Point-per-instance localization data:
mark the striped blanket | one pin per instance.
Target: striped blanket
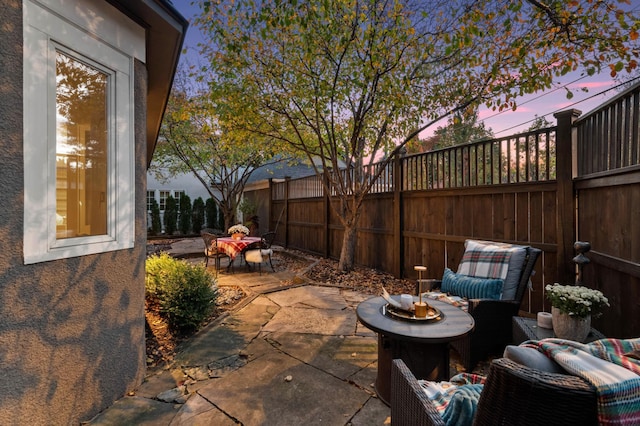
(610, 365)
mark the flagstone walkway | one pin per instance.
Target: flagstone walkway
(294, 353)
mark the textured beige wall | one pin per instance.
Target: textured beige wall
(71, 331)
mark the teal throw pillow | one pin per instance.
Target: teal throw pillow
(471, 287)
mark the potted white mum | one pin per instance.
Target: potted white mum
(572, 308)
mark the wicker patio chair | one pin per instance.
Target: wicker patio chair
(493, 327)
(261, 252)
(211, 249)
(512, 395)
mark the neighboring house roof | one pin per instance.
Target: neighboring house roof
(280, 170)
(285, 168)
(166, 29)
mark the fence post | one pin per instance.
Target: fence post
(287, 181)
(566, 141)
(398, 254)
(270, 206)
(326, 209)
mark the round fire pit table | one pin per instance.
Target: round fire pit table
(422, 345)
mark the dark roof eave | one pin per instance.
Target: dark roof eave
(166, 29)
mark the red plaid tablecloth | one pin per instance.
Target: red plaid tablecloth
(234, 247)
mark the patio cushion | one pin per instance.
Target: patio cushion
(532, 358)
(471, 287)
(484, 259)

[WHAT YOU WILL DO]: Repeat only the stretch of lines that opens with the line containing "Target: textured beige wall" and closes with the final line of the entries, both included, exactly as written.

[EXPECTED ANSWER]:
Target: textured beige wall
(71, 331)
mark the teal throw pillow | one pin per instance.
Target: teal throw pillow
(471, 287)
mark the potted white mum | one pin per instance.
Target: potted white mum
(572, 308)
mark the wicker patio chair | one pin per instance.
Target: wicker patio chair
(493, 327)
(261, 252)
(211, 249)
(512, 395)
mark the neighboring house roof | one pin per instance.
Target: neighboring house roof
(280, 170)
(285, 168)
(166, 29)
mark the fence post | one pin per instance.
Target: fence post
(287, 181)
(566, 141)
(398, 254)
(270, 206)
(326, 209)
mark the round fire pit table | one pin per instance.
Target: round fire pit table
(422, 345)
mark the dark roof eave | one pin per instance.
Target: dark roof eave
(166, 29)
mark the red plaid tablecloth | one pin per instance.
Target: red plaid tablecloth
(234, 247)
mark the patio cushion | one pin per instance.
Target: patio cushion
(532, 358)
(471, 287)
(484, 259)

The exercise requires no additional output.